[Excerpts from point annotation data]

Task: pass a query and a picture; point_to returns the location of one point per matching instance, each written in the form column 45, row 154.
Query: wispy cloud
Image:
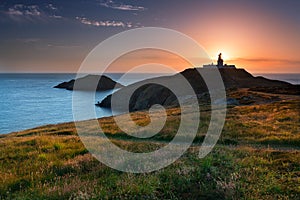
column 121, row 6
column 107, row 23
column 24, row 10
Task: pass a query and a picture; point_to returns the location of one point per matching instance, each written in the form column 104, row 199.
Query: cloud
column 24, row 10
column 121, row 6
column 106, row 23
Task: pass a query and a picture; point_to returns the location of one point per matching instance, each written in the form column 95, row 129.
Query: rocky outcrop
column 147, row 94
column 88, row 83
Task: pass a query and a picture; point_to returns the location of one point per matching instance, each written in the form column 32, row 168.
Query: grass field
column 257, row 157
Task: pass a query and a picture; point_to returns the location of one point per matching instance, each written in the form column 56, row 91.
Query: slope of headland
column 257, row 157
column 88, row 83
column 147, row 93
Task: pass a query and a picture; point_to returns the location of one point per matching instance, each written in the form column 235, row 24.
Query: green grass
column 257, row 157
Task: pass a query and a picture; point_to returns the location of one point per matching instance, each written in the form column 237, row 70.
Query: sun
column 225, row 55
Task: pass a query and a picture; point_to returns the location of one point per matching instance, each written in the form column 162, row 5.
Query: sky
column 261, row 36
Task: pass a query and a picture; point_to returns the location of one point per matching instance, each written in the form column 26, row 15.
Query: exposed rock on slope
column 88, row 83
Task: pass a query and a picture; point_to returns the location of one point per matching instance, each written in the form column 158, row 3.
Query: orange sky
column 260, row 36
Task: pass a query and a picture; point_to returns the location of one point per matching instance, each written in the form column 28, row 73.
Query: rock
column 87, row 83
column 228, row 101
column 147, row 94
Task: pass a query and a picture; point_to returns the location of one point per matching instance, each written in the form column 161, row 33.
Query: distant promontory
column 148, row 94
column 88, row 83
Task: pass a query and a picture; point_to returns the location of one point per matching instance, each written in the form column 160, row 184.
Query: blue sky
column 55, row 36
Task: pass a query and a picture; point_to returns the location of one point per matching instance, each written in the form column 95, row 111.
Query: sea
column 29, row 100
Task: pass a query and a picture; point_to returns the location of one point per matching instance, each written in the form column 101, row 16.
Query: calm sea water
column 29, row 100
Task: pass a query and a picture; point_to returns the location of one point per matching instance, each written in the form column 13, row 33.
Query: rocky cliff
column 147, row 94
column 88, row 83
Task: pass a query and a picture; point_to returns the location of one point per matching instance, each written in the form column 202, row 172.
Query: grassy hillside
column 257, row 157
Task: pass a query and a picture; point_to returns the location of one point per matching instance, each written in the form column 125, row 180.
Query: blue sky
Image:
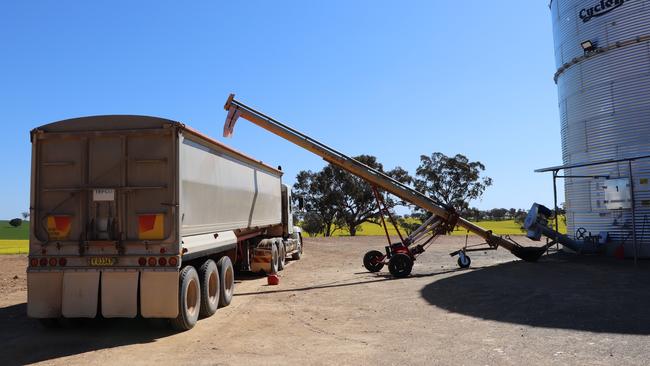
column 391, row 79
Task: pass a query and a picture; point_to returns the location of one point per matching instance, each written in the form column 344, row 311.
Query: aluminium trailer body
column 129, row 211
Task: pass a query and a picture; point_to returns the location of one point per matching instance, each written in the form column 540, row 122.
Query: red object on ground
column 620, row 252
column 273, row 279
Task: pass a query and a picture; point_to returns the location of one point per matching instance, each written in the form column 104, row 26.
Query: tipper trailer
column 398, row 256
column 137, row 215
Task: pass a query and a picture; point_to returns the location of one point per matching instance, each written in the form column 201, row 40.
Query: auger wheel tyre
column 464, row 261
column 210, row 288
column 400, row 265
column 372, row 261
column 189, row 300
column 282, row 259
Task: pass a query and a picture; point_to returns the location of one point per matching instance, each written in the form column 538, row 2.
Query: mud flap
column 44, row 294
column 159, row 294
column 79, row 294
column 120, row 294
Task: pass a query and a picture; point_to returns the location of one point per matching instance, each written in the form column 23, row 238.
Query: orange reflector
column 58, row 227
column 151, row 226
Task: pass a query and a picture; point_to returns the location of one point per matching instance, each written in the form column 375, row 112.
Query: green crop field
column 13, row 240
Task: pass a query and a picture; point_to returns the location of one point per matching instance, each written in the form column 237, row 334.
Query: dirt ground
column 328, row 310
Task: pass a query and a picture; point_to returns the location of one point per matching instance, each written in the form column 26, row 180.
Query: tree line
column 335, row 199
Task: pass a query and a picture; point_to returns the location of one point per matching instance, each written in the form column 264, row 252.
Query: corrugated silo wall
column 604, row 102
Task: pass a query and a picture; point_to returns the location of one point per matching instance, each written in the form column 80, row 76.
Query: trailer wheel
column 189, row 300
column 282, row 257
column 210, row 288
column 227, row 283
column 464, row 261
column 373, row 261
column 400, row 265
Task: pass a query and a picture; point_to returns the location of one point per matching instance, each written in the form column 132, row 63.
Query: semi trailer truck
column 144, row 216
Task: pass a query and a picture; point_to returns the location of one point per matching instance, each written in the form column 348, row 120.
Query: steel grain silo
column 602, row 54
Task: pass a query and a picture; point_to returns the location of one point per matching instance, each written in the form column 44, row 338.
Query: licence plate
column 103, row 194
column 102, row 261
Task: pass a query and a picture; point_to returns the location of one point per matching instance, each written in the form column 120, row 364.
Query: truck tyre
column 227, row 281
column 282, row 258
column 210, row 288
column 298, row 253
column 189, row 299
column 50, row 323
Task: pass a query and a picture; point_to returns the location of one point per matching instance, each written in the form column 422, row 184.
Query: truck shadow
column 561, row 291
column 25, row 340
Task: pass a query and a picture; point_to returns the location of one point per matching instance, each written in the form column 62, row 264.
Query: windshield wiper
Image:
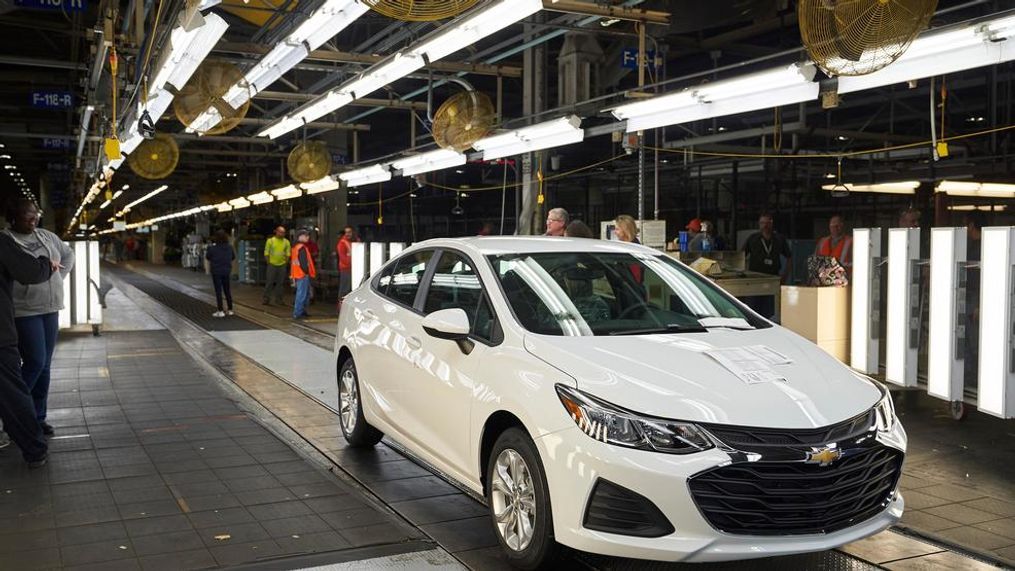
column 669, row 328
column 730, row 323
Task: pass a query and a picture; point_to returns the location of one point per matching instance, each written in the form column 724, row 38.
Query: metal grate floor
column 197, row 311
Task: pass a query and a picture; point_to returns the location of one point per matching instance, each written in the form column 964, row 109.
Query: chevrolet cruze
column 603, row 396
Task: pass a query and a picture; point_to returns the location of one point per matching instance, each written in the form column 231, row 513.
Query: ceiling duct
column 696, row 15
column 579, row 69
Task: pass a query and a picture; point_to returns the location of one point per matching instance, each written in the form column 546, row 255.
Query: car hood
column 673, row 376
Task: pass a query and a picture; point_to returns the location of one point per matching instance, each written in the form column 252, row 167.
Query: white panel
column 377, row 257
column 866, row 308
column 64, row 316
column 900, row 356
column 945, row 364
column 997, row 381
column 358, row 263
column 94, row 307
column 79, row 301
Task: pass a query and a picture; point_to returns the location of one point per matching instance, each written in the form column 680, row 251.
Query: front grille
column 616, row 509
column 795, row 498
column 748, row 438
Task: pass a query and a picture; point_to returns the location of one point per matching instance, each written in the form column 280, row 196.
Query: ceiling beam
column 614, row 12
column 377, row 102
column 368, row 59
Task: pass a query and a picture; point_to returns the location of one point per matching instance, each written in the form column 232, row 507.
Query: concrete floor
column 387, row 497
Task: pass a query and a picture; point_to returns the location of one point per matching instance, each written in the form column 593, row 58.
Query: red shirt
column 344, row 248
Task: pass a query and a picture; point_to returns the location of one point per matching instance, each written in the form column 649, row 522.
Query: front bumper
column 573, row 462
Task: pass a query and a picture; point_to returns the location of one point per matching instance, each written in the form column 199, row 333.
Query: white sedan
column 603, row 396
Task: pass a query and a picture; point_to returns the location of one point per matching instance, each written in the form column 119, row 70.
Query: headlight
column 610, row 424
column 885, row 412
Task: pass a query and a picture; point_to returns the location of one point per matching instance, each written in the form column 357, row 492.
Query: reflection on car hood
column 672, row 376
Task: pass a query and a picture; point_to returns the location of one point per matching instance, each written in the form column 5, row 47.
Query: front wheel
column 357, row 432
column 520, row 502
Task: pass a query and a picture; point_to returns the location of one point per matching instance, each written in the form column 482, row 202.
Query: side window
column 456, row 284
column 401, row 280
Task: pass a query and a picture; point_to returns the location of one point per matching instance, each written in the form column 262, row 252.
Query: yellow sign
column 113, row 148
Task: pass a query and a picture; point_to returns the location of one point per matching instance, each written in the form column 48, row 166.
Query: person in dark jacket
column 220, row 257
column 17, row 410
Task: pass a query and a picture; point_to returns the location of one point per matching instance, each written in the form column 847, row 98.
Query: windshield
column 585, row 294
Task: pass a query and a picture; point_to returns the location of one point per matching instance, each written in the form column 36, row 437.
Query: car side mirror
column 452, row 325
column 447, row 324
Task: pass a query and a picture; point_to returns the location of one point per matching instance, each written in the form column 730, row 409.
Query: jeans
column 16, row 409
column 275, row 282
column 221, row 283
column 302, row 296
column 37, row 338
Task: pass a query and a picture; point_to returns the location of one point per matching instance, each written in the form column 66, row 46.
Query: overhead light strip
column 459, row 33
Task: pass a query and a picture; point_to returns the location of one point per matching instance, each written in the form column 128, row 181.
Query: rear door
column 390, row 332
column 449, row 374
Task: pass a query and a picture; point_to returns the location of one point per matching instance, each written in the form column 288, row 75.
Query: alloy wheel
column 514, row 500
column 348, row 401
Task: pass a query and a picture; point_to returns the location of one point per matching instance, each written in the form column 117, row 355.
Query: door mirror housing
column 452, row 325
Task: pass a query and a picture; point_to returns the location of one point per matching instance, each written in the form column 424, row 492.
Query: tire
column 358, row 433
column 540, row 551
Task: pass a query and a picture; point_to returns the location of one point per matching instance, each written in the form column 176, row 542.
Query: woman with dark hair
column 37, row 307
column 220, row 257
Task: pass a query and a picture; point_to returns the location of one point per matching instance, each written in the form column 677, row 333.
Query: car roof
column 495, row 245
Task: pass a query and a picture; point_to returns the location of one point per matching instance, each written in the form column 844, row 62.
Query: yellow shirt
column 277, row 251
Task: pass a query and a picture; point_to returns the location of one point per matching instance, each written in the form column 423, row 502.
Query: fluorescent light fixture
column 261, row 198
column 996, row 394
column 79, row 275
column 366, row 175
column 428, row 161
column 286, row 193
column 773, row 87
column 900, row 354
column 944, row 51
column 142, row 199
column 983, row 190
column 559, row 132
column 187, row 49
column 457, row 34
column 324, row 185
column 902, row 188
column 330, row 18
column 377, row 257
column 982, row 208
column 945, row 362
column 358, row 263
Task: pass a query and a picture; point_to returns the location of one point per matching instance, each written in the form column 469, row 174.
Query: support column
column 533, row 101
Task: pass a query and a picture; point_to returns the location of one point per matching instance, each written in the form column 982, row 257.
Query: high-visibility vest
column 839, row 252
column 295, row 272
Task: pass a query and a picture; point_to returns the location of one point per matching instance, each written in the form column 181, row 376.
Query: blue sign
column 52, row 99
column 60, row 144
column 629, row 59
column 59, row 5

▸ Objective: Rewrite the item lines above as a Markdown table with the columns Number and Line, giving each line its own row and leaving out blank lines. Begin at the line that contains "48, row 166." and stop after the line that contains "column 585, row 294".

▸ Exercise output:
| Number | Line |
|---|---|
| 1 | Task: pass a query and a picture; point_to returns the location of one point per matching instance, each written in the form column 48, row 166. |
| 2 | Query: person in dark jacket |
| 3 | column 220, row 257 |
| 4 | column 17, row 410 |
| 5 | Task: pass a query and a picture; point_to returns the location of one point per matching instance, each written in the form column 847, row 98. |
| 6 | Query: windshield |
| 7 | column 585, row 294 |